- Opening Delimiter -

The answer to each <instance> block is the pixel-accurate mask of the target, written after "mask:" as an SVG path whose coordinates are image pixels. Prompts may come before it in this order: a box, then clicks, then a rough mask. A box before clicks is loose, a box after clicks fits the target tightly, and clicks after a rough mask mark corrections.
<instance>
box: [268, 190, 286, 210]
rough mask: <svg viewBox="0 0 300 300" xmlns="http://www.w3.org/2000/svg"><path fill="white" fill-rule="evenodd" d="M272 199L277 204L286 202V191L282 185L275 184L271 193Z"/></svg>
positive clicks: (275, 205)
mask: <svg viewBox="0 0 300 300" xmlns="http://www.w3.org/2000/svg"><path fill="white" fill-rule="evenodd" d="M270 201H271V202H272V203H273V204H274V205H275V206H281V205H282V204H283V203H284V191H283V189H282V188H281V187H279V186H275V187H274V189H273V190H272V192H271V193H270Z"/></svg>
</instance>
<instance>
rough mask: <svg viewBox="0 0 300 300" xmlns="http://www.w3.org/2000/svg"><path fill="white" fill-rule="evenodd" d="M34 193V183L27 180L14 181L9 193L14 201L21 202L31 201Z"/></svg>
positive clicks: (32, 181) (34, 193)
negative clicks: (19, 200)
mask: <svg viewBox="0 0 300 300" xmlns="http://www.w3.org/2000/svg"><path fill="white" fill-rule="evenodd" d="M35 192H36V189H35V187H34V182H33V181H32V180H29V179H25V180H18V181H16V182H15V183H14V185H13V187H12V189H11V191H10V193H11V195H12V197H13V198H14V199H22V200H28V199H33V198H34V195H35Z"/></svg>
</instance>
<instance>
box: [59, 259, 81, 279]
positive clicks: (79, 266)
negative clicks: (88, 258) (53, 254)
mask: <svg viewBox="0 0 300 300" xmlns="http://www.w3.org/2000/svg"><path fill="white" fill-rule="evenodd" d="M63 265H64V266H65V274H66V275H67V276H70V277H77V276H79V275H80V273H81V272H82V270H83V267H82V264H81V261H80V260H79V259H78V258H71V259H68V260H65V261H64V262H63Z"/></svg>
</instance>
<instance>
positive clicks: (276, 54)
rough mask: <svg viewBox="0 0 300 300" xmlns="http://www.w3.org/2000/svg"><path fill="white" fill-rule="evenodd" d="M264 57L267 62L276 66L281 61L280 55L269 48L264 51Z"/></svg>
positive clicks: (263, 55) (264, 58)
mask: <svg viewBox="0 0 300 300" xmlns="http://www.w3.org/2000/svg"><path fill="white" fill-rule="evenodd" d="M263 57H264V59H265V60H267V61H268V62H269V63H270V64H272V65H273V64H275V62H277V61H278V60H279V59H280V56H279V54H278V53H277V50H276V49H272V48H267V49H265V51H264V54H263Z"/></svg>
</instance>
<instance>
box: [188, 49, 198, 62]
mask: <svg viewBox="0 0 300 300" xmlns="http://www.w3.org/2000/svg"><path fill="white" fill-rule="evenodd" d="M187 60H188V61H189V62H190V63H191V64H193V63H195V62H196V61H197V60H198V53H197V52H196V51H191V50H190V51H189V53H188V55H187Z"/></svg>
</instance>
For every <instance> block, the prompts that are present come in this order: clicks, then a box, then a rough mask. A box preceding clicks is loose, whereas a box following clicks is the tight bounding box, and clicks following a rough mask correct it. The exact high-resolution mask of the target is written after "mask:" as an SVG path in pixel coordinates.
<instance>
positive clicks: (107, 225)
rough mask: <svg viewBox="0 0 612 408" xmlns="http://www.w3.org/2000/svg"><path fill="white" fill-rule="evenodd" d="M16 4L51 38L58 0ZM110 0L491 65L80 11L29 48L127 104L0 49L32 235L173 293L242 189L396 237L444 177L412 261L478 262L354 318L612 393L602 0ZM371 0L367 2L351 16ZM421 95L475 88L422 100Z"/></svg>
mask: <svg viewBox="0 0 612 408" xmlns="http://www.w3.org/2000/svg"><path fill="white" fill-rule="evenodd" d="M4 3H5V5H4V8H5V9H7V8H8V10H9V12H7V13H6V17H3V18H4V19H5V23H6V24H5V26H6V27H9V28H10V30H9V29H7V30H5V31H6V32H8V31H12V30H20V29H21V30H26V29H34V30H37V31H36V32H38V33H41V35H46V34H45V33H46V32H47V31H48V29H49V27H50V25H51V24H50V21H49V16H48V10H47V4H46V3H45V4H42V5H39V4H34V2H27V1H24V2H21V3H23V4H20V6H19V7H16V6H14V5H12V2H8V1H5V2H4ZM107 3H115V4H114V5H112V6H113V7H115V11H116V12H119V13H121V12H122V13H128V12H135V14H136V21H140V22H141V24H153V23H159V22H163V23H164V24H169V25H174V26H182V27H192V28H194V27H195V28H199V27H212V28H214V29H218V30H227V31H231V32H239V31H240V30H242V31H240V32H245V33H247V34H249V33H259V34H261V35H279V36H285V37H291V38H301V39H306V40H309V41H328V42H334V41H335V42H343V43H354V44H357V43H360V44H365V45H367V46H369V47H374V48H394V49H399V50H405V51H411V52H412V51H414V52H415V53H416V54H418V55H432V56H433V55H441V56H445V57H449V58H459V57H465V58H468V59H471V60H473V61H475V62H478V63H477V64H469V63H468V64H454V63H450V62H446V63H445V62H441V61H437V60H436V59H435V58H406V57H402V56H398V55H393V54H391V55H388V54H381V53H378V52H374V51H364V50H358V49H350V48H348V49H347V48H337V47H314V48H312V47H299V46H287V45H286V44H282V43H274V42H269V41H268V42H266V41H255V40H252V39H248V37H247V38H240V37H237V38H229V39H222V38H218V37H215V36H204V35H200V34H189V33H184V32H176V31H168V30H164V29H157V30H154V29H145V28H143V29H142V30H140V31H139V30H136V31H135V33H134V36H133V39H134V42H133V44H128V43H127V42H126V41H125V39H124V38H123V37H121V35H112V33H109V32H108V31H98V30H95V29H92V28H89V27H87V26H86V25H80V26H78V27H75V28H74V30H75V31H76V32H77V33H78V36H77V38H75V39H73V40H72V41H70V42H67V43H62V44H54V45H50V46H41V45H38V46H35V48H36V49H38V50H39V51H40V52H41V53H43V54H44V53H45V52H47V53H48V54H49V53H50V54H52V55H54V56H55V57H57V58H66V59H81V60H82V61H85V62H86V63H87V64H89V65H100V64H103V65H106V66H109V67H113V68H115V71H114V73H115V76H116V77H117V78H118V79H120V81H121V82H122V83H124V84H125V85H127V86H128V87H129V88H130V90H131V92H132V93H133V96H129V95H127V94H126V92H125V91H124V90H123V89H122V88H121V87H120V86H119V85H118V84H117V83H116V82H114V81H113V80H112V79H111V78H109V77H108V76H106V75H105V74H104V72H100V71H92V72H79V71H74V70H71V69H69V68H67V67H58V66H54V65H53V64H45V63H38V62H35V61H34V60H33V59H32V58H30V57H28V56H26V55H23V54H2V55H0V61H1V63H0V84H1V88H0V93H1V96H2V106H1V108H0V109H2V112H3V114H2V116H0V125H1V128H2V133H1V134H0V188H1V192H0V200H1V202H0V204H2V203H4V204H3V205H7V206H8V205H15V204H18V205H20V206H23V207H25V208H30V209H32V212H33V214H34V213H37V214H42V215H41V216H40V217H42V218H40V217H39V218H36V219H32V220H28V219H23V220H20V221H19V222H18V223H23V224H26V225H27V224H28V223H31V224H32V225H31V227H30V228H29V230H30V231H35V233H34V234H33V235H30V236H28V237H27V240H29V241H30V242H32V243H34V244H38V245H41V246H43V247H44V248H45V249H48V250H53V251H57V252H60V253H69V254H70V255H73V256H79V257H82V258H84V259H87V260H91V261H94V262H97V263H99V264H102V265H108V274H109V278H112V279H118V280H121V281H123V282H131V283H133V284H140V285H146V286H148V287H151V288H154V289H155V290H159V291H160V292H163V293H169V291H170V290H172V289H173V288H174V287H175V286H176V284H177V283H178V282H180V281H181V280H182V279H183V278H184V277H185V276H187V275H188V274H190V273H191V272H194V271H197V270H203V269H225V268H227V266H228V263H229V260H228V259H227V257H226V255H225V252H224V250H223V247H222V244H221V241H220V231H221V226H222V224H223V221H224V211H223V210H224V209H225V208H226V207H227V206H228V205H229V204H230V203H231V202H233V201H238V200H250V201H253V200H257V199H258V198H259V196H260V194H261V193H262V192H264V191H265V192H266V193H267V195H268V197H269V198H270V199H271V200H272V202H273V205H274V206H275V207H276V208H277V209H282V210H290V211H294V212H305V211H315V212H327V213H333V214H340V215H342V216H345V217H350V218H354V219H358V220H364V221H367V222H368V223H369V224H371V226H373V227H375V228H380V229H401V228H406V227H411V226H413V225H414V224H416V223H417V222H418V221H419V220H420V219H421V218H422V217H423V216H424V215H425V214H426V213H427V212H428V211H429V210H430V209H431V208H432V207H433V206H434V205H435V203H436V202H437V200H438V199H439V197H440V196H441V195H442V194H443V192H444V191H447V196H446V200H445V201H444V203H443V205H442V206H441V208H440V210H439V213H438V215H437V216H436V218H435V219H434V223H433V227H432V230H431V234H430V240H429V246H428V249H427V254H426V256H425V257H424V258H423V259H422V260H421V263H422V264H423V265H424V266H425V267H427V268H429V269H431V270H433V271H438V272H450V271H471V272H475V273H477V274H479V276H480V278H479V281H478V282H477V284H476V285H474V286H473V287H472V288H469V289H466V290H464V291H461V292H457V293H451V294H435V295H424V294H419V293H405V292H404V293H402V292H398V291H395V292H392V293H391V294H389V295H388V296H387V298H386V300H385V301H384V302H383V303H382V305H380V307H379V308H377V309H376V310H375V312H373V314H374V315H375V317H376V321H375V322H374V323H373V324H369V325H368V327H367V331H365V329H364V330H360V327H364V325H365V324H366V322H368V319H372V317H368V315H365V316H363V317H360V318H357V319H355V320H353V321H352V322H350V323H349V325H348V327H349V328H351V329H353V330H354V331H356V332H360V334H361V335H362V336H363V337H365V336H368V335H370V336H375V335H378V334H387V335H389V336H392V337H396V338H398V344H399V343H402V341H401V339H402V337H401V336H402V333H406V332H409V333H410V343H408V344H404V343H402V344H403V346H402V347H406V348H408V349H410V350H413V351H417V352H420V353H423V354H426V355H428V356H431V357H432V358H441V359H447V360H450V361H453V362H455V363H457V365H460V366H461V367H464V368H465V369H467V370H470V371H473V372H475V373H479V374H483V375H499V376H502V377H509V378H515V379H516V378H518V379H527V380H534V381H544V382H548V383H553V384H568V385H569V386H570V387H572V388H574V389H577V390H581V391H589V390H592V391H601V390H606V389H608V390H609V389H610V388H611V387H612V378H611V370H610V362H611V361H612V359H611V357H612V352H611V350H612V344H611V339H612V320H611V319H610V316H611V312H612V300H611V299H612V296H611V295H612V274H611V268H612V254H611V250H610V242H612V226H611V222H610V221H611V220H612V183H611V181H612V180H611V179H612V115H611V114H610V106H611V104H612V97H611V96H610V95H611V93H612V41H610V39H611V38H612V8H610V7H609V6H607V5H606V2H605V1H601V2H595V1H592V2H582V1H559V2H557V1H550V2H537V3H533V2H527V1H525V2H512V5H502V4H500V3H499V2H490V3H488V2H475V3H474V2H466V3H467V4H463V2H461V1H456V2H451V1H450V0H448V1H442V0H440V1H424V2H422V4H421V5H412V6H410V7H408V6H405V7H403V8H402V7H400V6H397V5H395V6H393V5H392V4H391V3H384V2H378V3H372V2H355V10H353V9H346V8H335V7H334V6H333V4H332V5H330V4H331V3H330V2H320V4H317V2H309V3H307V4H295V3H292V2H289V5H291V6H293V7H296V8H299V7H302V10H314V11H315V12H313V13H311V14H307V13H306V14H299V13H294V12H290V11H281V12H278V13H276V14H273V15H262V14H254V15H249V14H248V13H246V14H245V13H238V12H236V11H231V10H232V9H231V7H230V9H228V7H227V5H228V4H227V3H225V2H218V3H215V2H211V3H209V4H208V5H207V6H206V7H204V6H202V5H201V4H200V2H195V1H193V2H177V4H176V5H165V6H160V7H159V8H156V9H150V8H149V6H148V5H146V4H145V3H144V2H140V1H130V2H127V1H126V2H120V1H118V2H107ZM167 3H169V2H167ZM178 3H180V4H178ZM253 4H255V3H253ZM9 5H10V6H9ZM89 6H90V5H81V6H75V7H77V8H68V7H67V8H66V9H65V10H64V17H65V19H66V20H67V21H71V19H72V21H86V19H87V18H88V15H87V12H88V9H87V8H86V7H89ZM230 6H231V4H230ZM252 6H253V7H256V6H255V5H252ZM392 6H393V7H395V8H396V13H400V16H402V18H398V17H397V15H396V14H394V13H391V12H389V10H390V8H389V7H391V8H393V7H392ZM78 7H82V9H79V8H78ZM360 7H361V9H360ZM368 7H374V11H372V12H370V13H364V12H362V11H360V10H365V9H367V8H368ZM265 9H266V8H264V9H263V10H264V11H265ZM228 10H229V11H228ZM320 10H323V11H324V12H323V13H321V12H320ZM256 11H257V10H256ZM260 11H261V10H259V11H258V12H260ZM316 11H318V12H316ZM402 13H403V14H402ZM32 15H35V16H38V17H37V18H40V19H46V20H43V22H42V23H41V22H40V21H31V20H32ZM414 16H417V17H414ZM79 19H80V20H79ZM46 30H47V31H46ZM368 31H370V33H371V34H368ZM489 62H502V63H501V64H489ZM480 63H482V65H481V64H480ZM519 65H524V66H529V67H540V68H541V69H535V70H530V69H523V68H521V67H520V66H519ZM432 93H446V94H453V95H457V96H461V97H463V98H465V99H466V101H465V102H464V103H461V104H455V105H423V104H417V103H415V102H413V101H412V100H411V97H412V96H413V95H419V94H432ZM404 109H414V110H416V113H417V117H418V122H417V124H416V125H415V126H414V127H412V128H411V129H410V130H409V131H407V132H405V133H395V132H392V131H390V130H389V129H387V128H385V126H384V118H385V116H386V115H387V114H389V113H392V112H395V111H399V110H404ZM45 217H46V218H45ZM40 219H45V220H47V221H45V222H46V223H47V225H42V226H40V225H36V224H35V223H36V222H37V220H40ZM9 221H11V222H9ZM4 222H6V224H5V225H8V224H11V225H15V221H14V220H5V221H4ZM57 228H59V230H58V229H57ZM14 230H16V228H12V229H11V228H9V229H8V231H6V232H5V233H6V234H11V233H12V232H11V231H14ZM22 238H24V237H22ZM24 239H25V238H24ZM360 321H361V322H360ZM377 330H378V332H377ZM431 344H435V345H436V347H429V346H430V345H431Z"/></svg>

- Closing Delimiter -

Exercise aim: Using the entries above, give back exactly the line containing "193V183L27 180L14 181L9", the line containing "positive clicks: (32, 181) (34, 193)", and every line between them, and nothing else.

Solution for this exercise:
rough mask: <svg viewBox="0 0 300 300" xmlns="http://www.w3.org/2000/svg"><path fill="white" fill-rule="evenodd" d="M34 193V183L27 180L14 181L9 193L14 201L21 202L31 201Z"/></svg>
positive clicks: (32, 181) (34, 193)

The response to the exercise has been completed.